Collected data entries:
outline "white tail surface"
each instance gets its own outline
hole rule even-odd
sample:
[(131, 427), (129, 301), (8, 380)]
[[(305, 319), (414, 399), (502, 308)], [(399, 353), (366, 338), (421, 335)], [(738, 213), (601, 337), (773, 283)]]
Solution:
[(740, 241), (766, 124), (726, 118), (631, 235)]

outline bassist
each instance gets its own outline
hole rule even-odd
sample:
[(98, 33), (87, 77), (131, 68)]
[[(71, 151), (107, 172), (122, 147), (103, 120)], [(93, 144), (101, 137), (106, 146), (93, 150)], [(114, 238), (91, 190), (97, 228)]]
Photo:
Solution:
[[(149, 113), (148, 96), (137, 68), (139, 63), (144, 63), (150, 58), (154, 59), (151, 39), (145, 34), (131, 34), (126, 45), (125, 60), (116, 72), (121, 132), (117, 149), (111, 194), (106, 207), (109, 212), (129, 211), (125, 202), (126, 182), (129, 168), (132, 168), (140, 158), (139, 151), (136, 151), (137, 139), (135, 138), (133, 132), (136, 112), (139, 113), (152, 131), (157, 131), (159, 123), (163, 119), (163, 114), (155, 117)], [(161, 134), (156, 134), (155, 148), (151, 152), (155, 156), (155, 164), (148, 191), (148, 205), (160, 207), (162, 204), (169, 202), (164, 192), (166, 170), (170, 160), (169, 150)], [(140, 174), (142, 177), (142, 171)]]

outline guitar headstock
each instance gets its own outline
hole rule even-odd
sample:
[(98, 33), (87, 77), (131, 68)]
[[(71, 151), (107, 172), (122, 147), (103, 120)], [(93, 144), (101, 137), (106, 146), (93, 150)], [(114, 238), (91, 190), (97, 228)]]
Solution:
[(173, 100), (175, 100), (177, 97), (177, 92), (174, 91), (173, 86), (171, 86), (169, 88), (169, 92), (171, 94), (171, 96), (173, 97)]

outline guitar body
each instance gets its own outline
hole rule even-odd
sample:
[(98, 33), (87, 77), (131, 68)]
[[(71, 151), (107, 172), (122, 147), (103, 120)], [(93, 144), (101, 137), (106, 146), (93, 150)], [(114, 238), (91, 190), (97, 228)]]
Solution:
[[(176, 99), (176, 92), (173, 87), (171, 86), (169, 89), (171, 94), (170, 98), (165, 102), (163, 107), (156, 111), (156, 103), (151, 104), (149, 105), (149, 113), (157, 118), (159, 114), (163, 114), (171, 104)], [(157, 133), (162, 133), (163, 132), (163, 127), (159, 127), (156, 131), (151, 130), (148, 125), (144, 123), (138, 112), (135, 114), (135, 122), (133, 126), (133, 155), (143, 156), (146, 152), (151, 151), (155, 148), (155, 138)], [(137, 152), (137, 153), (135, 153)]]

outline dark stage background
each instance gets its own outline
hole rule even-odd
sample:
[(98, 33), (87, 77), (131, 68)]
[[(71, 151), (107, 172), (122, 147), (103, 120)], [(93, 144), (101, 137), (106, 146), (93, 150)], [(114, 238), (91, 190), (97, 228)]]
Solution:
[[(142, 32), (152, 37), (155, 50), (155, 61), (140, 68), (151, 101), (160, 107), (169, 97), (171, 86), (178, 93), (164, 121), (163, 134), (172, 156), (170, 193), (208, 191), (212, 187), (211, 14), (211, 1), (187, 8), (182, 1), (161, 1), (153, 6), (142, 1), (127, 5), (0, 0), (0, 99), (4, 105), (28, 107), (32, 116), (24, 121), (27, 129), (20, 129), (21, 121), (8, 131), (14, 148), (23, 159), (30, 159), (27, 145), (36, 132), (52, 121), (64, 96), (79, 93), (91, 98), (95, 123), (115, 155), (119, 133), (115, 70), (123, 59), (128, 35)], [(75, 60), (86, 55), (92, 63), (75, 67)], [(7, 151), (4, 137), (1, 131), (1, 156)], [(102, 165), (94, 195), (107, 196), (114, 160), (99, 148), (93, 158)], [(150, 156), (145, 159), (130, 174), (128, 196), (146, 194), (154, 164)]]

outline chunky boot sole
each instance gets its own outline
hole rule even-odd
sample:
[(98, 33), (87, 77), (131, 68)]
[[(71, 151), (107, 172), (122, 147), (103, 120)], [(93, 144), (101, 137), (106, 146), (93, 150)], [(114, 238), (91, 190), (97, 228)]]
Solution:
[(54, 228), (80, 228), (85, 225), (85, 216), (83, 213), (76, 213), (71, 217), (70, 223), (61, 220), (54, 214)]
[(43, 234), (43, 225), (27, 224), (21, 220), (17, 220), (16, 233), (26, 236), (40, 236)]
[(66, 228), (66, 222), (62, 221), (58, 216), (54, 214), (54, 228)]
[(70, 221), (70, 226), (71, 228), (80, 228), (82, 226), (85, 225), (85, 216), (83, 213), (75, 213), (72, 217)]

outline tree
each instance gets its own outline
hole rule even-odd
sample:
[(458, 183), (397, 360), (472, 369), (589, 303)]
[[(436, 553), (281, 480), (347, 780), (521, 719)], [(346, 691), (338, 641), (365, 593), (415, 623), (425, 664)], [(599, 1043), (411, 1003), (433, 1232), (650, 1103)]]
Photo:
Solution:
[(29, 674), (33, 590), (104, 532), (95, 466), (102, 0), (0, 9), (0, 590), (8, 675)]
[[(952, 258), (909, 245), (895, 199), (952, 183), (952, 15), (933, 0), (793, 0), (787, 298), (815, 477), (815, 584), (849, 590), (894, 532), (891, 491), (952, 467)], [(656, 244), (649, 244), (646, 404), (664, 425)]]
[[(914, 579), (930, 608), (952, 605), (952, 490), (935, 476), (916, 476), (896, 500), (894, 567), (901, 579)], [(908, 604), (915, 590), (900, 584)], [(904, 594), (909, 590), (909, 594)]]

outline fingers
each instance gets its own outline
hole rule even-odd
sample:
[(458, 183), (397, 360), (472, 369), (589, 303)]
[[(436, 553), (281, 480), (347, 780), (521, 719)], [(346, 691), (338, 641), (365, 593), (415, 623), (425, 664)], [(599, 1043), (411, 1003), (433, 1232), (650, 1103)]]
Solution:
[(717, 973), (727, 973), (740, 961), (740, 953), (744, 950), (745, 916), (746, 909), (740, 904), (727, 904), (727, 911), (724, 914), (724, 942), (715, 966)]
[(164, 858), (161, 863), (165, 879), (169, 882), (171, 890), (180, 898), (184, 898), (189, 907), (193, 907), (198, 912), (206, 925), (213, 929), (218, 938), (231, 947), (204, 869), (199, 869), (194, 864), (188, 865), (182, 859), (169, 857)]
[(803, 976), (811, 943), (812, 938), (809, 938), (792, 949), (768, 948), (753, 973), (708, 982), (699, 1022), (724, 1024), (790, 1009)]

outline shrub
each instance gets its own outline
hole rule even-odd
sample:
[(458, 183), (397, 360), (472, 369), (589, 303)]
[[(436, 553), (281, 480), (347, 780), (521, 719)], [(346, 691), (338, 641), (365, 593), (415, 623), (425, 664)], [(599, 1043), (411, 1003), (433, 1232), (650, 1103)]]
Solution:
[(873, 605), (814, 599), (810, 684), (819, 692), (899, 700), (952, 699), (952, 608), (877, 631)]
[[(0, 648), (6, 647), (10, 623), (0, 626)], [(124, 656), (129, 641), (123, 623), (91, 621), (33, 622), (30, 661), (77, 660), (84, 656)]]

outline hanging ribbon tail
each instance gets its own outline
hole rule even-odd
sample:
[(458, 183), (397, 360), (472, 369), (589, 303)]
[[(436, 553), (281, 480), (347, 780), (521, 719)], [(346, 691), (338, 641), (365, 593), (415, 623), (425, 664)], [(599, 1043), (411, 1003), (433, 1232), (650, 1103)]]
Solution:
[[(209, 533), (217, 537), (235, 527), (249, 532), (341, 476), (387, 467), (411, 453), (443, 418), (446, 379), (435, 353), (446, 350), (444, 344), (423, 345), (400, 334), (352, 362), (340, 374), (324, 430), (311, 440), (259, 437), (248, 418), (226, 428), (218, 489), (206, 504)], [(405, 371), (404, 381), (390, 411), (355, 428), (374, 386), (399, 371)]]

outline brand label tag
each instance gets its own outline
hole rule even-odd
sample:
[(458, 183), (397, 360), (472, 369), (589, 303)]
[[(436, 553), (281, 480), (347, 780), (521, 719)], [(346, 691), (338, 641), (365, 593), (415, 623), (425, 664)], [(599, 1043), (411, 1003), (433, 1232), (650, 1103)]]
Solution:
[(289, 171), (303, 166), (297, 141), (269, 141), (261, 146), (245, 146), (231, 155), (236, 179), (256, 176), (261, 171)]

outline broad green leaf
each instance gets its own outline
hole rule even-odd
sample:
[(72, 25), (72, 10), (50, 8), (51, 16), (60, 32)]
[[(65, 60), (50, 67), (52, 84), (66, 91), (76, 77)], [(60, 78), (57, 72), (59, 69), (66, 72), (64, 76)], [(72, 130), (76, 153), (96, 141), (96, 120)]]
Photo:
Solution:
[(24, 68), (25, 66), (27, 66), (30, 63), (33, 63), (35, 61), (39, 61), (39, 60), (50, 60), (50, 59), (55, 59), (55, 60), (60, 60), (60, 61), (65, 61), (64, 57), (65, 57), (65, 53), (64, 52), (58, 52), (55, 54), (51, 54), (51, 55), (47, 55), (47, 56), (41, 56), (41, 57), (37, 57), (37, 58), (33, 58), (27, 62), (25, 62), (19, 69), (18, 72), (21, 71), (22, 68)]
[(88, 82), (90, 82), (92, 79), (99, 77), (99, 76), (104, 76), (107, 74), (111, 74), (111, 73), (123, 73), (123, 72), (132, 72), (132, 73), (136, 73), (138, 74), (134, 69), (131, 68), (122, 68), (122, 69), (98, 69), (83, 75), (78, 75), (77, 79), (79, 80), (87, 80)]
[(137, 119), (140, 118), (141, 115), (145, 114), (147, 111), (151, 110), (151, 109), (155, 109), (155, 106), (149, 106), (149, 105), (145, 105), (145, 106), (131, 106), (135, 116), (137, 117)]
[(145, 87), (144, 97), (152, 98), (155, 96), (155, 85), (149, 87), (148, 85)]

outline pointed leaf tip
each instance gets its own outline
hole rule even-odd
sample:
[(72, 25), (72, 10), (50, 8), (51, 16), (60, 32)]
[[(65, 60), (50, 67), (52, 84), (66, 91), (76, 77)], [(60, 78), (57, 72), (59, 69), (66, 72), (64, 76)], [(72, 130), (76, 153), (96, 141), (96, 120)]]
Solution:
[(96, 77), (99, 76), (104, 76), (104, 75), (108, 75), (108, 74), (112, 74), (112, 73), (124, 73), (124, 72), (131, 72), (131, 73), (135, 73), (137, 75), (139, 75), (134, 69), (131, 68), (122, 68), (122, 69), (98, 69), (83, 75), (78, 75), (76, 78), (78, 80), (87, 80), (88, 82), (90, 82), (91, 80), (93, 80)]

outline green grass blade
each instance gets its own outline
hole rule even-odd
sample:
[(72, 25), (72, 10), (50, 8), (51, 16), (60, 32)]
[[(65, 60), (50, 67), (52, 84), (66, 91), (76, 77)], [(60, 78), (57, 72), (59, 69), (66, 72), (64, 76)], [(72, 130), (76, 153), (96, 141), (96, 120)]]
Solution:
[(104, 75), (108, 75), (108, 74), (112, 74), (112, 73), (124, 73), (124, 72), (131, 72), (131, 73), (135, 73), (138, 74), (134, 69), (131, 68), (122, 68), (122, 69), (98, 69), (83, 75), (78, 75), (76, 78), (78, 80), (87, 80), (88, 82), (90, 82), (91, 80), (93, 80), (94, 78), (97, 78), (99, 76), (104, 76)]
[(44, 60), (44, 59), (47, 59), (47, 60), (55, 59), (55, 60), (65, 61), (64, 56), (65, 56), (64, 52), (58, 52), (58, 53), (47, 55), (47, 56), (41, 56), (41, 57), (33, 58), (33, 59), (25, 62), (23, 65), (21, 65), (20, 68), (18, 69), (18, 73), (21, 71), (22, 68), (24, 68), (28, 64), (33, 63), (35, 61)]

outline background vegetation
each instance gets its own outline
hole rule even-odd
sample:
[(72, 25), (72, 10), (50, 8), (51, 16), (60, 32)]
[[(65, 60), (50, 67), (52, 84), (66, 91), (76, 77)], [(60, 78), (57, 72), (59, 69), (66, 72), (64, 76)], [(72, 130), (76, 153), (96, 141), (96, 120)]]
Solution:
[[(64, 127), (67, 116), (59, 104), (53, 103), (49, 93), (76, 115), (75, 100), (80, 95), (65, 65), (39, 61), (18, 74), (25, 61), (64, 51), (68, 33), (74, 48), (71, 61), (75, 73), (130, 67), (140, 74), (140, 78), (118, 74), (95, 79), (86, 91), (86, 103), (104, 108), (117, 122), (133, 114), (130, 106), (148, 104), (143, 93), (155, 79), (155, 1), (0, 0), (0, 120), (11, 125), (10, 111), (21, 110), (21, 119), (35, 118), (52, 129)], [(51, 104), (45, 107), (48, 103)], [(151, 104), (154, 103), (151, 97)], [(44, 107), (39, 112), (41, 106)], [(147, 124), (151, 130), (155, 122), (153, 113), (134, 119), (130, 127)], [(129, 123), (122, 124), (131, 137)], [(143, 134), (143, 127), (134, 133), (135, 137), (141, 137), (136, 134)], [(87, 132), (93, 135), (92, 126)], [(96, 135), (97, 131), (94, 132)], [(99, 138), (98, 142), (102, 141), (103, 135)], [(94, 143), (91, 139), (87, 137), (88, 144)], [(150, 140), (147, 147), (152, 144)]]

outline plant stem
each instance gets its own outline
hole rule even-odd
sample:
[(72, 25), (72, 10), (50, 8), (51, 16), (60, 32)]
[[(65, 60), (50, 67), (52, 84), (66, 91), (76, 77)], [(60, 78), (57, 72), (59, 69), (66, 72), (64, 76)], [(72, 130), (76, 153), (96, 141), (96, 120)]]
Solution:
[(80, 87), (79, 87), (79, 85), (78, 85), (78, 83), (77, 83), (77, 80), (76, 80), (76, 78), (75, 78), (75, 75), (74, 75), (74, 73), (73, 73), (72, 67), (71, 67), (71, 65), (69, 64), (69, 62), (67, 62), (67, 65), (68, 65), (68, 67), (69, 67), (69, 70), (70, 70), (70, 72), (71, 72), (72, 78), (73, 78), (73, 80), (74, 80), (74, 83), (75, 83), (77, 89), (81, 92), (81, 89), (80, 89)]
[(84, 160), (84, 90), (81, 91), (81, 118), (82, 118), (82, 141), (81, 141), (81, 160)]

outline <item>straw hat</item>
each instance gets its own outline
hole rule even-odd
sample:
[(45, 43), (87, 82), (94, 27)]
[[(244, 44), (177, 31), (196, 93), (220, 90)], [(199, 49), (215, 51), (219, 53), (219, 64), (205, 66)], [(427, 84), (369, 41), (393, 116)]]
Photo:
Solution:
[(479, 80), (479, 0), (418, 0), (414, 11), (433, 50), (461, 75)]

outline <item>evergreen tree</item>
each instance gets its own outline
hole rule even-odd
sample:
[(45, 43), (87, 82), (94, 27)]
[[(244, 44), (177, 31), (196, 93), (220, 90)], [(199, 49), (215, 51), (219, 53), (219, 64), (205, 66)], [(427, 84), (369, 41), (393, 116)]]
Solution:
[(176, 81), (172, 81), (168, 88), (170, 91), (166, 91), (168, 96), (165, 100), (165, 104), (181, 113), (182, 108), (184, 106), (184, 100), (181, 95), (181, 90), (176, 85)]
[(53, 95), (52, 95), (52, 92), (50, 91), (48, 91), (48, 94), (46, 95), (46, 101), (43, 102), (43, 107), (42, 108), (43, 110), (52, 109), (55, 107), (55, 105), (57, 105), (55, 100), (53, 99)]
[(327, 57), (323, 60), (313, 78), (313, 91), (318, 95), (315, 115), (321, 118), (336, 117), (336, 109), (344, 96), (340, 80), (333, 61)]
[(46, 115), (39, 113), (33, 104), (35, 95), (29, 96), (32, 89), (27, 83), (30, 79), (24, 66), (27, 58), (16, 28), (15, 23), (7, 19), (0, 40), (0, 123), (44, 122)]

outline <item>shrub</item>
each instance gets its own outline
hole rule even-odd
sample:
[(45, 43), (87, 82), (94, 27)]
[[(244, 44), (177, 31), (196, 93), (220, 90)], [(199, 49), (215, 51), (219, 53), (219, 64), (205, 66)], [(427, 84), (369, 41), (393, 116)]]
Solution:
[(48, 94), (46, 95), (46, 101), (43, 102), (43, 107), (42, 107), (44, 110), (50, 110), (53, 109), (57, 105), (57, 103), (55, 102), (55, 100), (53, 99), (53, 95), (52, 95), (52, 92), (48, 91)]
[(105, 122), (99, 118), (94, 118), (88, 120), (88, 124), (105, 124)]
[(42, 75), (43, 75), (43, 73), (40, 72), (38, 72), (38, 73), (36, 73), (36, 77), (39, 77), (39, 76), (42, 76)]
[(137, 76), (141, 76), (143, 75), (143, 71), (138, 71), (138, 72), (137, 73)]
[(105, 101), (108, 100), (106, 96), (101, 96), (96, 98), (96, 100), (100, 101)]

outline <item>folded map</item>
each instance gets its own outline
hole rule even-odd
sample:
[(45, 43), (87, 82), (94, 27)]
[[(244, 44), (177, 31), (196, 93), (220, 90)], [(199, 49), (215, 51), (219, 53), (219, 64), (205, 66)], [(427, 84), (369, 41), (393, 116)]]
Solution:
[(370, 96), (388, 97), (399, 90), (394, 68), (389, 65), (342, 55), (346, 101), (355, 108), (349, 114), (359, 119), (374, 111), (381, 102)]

• _Directive_: Duplicate the rows above from the line with "outline <item>straw hat</item>" up to and including the line with "123), (44, 122)]".

• _Response_:
outline <item>straw hat</item>
each instance gets its own outline
hole rule even-odd
sample:
[(45, 43), (87, 82), (94, 27)]
[[(244, 44), (177, 31), (196, 93), (220, 90)], [(199, 49), (215, 51), (219, 53), (219, 64), (205, 66)], [(427, 84), (369, 41), (393, 116)]]
Photo:
Solution:
[(479, 80), (479, 0), (418, 0), (414, 11), (433, 50), (461, 75)]

outline <item>evergreen tree</item>
each instance gets its own outline
hole rule even-odd
sample:
[(45, 43), (87, 82), (94, 27)]
[[(244, 44), (177, 31), (196, 93), (220, 90)], [(199, 49), (215, 51), (219, 53), (219, 64), (205, 66)], [(427, 84), (369, 41), (393, 116)]]
Solution:
[(176, 81), (172, 81), (168, 88), (170, 91), (166, 91), (168, 96), (165, 100), (165, 104), (181, 113), (182, 108), (184, 106), (184, 100), (181, 95), (181, 90), (176, 85)]
[(53, 95), (52, 95), (52, 92), (50, 91), (48, 91), (48, 94), (46, 95), (46, 101), (43, 102), (43, 107), (42, 108), (43, 110), (52, 109), (55, 107), (55, 105), (57, 105), (55, 100), (53, 99)]
[(327, 57), (323, 60), (313, 78), (313, 91), (318, 95), (315, 115), (321, 118), (336, 117), (336, 109), (344, 96), (340, 80), (333, 61)]
[(46, 115), (39, 113), (33, 104), (35, 95), (29, 96), (32, 89), (27, 83), (30, 79), (24, 66), (27, 58), (16, 28), (15, 23), (7, 19), (0, 40), (0, 123), (44, 122)]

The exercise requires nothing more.